SELECTED EXTRACT:
— START —
Pursuant to Section 13 OR 15(d) of the Securities Exchange Act of 1934

  

Date of Report (Date of earliest event reported): July 8, 2020 (June 28, 2020)

  

XT ENERGY GROUP, INC. 
(Exact name of registrant as specified in its charter)

  

Nevada   000-54520   98-0632932
(State or other jurisdiction
of incorporation)
  (Commission File Number)   (I.R.S. Employer
Identification No.)

  

No.1 Fuqiao Village, Henggouqiao Town

Xianning, Hubei, China 437012 
(Address of principal executive offices)

 

Registrant’s telephone number, including area code: +1 (929) 228-9298

 

N/A

 (Former name or former address, if changed since last report.)

 

Check the appropriate box below if the Form 8-K filing is intended to simultaneously satisfy the filing obligation of the registrant under any of the following provisions:

  

  Written communications pursuant to Rule 425 under the Securities Act (17 CFR 230.425)

 

  Soliciting material pursuant to Rule 14a-12 under the Exchange Act (17 CFR 240.14a-12)

 

  Pre-commencement communications pursuant to Rule 14d-2(b) under the Exchange Act (17 CFR 240.14d-2(b))

 

  Pre-commencement communications pursuant to Rule 13e-4(c) under the Exchange Act (17 CFR 240.13e-4(c))

  

Securities registered pursuant to Section 12(b) of the Act: None.

  

Title of each class   Trading Symbol(s)   Name of each exchange on which registered
Not Applicable   Not Applicable   Not Applicable

  

Indicate by check mark whether the registrant is an emerging growth company as defined in Rule 405 of the Securities Act of 1933 (§230.405 of this chapter) or Rule 12b-2 of the Securities Exchange Act of 1934 (§240.12b-2 of this chapter).

  

Emerging growth company

 

If an emerging growth company, indicate by check mark if the registrant has elected not to use the extended transition period for complying with any new or revised financial accounting standards provided pursuant to Section 13(a) of the Exchange Act. ☐

 

 

 

 

 

  

Item 1.01 Entry into a Material Definitive Agreement.
— END —
LISTED ENTRIES:
— START —
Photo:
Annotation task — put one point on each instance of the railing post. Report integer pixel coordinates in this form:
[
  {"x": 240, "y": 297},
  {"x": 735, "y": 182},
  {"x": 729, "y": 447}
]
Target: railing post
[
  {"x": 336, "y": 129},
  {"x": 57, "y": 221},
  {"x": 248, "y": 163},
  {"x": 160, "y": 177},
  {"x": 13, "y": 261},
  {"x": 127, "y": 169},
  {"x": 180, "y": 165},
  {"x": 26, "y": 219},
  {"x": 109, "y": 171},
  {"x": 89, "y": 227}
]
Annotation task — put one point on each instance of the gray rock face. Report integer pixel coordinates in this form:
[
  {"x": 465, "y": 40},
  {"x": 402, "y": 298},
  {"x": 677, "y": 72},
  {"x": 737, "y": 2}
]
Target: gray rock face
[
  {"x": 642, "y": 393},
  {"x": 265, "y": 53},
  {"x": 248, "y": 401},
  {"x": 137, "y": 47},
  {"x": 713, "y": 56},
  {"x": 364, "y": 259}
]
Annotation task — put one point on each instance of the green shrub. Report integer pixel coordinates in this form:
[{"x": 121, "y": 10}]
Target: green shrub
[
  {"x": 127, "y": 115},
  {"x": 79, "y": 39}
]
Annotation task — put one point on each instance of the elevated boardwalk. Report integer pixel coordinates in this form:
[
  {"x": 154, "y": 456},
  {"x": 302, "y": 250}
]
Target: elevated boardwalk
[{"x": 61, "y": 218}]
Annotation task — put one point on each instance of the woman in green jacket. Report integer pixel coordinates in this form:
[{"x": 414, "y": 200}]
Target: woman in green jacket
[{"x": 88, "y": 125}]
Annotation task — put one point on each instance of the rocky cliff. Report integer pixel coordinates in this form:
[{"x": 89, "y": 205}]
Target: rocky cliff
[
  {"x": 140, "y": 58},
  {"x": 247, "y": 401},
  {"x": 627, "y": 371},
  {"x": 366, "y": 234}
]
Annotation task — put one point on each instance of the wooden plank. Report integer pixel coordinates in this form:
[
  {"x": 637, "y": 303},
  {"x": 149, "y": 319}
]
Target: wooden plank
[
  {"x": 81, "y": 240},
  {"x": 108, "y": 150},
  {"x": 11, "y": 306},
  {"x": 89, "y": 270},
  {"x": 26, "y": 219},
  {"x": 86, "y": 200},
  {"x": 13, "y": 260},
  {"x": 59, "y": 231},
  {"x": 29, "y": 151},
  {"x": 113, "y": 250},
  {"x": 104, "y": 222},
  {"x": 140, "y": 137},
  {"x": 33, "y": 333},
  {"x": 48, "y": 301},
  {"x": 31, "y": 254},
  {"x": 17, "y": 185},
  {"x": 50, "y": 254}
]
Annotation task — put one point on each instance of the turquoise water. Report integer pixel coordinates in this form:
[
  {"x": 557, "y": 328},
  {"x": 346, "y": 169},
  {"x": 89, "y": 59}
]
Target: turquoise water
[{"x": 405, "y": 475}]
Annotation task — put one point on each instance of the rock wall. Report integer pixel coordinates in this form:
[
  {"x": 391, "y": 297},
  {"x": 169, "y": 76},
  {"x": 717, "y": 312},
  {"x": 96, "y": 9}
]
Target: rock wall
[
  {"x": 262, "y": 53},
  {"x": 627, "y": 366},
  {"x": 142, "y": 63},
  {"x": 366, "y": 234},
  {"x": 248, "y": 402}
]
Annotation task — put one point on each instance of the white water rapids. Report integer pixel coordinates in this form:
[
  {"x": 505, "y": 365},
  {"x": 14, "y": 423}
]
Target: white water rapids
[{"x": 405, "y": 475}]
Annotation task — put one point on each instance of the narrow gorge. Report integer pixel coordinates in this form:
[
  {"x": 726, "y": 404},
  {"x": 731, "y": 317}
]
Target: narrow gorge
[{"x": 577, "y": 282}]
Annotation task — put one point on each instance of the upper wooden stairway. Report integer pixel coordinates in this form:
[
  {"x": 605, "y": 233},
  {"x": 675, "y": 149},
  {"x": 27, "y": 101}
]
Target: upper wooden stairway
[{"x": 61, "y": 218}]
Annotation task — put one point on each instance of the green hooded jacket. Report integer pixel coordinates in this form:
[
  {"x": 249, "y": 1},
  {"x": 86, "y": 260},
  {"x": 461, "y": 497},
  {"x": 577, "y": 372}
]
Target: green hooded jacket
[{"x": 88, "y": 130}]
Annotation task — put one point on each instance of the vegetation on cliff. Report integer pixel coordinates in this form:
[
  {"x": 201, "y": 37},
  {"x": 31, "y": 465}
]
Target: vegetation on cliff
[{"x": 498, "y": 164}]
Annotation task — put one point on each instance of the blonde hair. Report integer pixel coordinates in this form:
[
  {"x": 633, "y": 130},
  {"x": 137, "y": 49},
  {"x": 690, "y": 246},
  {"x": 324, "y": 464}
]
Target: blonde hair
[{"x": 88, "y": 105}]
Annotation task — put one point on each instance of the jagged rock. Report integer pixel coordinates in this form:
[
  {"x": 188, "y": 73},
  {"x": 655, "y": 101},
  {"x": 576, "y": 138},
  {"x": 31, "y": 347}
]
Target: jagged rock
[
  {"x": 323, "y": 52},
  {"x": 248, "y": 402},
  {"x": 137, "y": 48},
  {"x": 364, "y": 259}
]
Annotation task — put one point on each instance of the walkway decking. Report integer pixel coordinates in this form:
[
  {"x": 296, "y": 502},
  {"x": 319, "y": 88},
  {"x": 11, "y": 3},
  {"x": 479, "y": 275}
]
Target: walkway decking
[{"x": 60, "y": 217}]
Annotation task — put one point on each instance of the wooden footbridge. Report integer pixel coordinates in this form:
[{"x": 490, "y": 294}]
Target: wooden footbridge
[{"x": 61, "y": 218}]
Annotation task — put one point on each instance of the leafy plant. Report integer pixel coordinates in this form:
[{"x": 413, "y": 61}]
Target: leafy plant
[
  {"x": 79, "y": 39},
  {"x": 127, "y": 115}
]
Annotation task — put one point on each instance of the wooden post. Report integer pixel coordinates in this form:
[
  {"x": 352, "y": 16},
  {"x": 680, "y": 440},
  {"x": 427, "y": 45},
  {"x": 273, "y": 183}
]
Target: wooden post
— END —
DIRECTIVES:
1) The XT Energy Group filing lists provisions the Form 8-K filing might also satisfy. Give each rule it names along with its CFR citation.
2) Pick up the XT Energy Group filing after its final heading, and write the opening paragraph of that item.

ANSWERS TO THE EXERCISES:
1)
- Rule 425 under the Securities Act (17 CFR 230.425)
- Rule 14a-12 under the Exchange Act (17 CFR 240.14a-12)
- Rule 14d-2(b) under the Exchange Act (17 CFR 240.14d-2(b))
- Rule 13e-4(c) under the Exchange Act (17 CFR 240.13e-4(c))

2)
 

On June 28, 2020, XT Energy Group, Inc. through its variable interest entity, Xianning Xiangtian Energy Holding Group Co., Ltd. (“Xianning Xiangtian”), entered into two equity transfer agreements with two individuals to sell one hundred percent of the equity held by Xianning Xiangtian in its subsidiary Hubei Jinli Hydraulic Co., Ltd. (“Hubei Jinli”) to two separate individuals for an aggregate purchase price of One Hundred Fifty Million Yuan (RMB). Pursuant to the terms of the first equity transfer agreement, Xianning Xiangtian agreed to sell Sixty Percent (60%) of its equity interests in Hubei Jinli to Zhang Xubin for a purchase price of Ninety Million Yuan (RMB), payable as follows: Twenty Seven Million Yuan (RMB) payable within Thirty (30) days after the execution of the equity transfer agreement, Twenty Seven Million Yuan (RMB) payable upon equity interests being transferred to the buyer, and Thirty Six Million Yuan (RMB) within three months after the execution of the equity transfer agreement. Pursuant to the terms of the second equity transfer agreement, Xianning Xiangtian agreed to sell Forty Percent (40%) of its equity interests in Hubei Jinli to Zheng Jian for an aggregate purchase price of Sixty Million Yuan (RMB), payable as follows: Eighteen Million Yuan (RMB) payable within Thirty (30) days after the execution of the equity transfer agreement, Eighteen Million Yuan (RMB) payable within Sixty (60) days of the equity interests being transferred to the buyer, and Twenty Four Million Yuan (RMB)within three months after the execution of the equity transfer agreement.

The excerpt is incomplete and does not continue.